## START Source records

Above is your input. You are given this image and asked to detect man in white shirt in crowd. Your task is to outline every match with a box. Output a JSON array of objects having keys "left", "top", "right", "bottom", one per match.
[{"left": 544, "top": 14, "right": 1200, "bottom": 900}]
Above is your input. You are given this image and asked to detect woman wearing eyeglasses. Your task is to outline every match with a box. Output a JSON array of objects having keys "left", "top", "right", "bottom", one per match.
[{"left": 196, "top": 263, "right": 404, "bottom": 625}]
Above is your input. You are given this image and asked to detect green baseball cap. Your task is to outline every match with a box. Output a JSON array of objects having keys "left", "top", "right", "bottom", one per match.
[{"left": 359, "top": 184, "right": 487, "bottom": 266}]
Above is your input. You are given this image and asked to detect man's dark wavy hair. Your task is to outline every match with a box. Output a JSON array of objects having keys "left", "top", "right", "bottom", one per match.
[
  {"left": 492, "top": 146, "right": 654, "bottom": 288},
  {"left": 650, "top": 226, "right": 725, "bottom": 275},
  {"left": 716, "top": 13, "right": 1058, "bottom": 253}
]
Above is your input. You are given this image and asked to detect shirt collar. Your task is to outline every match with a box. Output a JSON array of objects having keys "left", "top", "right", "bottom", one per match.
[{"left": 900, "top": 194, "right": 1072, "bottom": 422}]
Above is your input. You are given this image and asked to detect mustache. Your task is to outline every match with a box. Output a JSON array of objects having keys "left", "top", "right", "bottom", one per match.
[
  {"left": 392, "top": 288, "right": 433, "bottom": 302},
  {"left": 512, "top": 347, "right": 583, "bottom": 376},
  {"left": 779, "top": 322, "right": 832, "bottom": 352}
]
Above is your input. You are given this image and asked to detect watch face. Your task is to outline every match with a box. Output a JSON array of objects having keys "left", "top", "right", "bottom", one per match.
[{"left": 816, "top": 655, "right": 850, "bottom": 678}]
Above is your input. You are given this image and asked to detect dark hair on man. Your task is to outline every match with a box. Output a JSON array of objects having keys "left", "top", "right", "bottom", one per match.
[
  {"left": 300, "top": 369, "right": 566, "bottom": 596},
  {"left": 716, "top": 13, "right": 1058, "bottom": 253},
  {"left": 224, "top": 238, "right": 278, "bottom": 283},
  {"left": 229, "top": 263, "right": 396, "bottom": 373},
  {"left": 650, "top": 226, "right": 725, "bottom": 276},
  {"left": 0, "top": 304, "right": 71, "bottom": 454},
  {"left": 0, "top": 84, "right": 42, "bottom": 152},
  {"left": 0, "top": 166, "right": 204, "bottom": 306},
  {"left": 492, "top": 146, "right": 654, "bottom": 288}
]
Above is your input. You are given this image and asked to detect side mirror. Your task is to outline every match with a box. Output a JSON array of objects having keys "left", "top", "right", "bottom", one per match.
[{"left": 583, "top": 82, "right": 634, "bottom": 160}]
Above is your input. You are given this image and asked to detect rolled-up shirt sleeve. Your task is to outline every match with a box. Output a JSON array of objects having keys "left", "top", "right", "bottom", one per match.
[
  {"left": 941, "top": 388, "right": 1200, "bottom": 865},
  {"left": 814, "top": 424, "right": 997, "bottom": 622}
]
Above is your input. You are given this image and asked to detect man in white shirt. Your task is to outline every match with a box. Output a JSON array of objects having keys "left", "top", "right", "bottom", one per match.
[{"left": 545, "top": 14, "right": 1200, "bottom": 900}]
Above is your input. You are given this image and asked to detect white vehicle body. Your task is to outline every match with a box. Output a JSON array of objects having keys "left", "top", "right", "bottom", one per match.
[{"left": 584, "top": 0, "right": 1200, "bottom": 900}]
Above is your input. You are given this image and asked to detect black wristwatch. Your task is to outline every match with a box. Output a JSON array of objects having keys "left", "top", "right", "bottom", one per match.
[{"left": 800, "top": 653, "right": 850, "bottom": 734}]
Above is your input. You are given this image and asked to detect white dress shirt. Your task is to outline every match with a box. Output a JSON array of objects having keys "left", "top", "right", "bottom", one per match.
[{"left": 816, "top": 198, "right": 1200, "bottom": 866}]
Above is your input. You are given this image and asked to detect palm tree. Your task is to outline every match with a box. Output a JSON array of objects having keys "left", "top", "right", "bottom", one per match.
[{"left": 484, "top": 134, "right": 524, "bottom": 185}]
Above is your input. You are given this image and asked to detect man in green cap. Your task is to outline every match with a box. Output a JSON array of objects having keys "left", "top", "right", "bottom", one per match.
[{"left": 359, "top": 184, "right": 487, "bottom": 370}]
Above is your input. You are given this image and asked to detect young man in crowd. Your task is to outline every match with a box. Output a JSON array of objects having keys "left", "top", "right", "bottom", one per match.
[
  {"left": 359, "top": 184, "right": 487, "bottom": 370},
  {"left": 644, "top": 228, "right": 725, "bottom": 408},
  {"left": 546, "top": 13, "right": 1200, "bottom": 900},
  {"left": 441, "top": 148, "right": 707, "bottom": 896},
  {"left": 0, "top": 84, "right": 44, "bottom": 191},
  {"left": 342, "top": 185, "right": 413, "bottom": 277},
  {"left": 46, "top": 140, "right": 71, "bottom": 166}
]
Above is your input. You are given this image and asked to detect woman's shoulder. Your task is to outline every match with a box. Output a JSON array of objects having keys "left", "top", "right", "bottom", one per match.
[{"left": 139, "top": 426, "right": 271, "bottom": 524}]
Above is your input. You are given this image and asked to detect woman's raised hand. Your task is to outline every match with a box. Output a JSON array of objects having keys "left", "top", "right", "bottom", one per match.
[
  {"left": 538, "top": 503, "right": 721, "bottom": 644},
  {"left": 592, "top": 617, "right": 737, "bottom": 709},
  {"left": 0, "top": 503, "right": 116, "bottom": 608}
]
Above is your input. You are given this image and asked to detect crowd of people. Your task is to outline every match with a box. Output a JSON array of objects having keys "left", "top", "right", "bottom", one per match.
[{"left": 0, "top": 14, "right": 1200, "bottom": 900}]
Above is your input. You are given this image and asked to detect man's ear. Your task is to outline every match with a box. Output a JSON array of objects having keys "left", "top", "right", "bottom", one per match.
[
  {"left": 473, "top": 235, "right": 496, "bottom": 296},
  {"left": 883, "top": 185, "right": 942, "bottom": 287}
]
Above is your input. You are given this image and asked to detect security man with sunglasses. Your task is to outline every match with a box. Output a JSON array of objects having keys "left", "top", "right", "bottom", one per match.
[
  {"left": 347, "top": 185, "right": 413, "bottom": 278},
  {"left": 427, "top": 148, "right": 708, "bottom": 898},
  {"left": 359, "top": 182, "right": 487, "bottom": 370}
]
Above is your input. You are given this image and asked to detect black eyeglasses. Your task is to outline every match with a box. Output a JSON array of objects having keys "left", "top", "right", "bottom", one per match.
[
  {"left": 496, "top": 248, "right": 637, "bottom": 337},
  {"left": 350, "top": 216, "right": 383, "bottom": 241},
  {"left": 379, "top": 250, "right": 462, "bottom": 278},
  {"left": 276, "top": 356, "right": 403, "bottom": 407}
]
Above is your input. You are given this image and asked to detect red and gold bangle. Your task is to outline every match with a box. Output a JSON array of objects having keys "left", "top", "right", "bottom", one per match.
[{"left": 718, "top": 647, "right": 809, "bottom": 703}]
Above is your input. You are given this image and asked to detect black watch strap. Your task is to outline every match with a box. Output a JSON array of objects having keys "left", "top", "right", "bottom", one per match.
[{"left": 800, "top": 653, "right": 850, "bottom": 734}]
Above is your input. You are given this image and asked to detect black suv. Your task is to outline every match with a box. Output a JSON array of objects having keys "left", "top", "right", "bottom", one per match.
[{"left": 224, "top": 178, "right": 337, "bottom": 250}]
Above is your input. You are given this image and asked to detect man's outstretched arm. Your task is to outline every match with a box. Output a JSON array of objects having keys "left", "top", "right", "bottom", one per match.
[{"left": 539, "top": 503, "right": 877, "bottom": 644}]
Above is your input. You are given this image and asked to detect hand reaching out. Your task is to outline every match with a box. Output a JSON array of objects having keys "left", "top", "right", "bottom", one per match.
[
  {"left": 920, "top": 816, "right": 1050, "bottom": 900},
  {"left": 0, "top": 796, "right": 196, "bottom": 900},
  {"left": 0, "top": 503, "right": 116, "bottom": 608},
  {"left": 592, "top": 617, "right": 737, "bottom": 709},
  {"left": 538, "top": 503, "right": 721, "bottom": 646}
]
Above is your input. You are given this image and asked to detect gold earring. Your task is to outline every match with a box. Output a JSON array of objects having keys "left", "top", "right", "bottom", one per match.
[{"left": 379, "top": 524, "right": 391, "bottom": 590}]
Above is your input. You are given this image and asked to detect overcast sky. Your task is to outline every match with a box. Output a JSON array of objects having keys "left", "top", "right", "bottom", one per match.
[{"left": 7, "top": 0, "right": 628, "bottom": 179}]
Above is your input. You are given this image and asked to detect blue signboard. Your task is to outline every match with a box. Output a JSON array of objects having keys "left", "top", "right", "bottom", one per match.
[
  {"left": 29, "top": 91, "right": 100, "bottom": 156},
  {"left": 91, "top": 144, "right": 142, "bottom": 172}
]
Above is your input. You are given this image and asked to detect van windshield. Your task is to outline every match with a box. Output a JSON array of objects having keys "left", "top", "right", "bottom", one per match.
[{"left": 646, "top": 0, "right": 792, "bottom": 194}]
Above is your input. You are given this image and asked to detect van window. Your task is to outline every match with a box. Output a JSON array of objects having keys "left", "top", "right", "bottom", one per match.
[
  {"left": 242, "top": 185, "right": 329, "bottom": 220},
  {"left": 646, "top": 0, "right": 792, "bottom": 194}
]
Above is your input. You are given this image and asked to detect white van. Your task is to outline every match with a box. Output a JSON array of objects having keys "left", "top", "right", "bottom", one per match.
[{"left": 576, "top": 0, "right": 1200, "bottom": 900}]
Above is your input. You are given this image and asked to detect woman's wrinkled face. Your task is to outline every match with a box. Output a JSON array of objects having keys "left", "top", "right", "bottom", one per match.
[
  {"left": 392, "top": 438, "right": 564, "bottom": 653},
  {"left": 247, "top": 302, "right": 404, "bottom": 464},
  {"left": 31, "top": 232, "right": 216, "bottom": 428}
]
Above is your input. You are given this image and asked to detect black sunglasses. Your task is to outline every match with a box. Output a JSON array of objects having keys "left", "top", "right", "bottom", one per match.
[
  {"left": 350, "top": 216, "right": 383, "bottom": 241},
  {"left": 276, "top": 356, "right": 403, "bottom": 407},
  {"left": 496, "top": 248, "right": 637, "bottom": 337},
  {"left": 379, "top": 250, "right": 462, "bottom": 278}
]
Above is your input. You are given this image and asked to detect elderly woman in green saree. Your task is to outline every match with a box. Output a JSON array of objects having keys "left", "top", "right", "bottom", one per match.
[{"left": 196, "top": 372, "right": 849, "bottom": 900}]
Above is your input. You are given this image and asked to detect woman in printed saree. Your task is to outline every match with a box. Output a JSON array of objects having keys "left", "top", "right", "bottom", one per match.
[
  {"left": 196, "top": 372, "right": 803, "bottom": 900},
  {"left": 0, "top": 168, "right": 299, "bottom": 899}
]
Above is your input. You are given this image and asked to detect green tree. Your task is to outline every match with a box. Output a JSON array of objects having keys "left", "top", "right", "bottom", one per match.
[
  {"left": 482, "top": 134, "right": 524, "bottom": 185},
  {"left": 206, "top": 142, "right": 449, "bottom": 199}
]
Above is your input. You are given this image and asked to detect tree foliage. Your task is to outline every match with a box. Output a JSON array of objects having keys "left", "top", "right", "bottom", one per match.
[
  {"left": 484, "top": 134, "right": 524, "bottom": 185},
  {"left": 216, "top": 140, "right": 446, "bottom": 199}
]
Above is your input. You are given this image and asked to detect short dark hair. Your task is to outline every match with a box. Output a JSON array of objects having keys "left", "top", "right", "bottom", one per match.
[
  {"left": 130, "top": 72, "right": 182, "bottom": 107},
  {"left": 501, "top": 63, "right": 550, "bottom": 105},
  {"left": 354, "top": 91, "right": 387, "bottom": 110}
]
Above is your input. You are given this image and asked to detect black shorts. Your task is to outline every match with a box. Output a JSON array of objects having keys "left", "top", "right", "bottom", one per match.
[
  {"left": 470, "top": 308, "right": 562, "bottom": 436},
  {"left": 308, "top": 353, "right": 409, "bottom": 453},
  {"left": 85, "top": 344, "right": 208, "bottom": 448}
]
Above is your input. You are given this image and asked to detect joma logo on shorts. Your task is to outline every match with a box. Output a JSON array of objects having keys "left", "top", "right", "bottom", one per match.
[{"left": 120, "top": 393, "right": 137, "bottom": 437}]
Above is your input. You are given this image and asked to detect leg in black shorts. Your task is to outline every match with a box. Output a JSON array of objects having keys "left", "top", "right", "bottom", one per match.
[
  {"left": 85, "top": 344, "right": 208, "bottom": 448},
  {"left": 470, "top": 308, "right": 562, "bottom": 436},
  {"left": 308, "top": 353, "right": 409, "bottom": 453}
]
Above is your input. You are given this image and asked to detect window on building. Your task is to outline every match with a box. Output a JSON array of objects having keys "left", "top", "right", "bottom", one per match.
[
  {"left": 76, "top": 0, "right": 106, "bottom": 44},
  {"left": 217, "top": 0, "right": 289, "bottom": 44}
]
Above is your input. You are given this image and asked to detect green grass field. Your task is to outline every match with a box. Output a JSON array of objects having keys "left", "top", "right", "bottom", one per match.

## END Source records

§ Set task:
Pull out every line in the items above that contains the word "hair". Case counts.

§ Written answer:
Above is your input. You are given this image and asked to detect man's dark wavy hair. Your task is to outline every match with a box. Output a JSON array of objects having keys "left", "top", "right", "bottom", one per match.
Above is your input. You are given this image and asked to detect dark hair on man. Your task is to outline every match with a box. Output a JSON array of objects having keys "left", "top", "right", "bottom", one per match.
Above is your input. You are given this image and asked to detect short dark hair. Your task is to outline every match with a box. Output a JSON array of objects having keys "left", "top", "right", "bottom", one per match.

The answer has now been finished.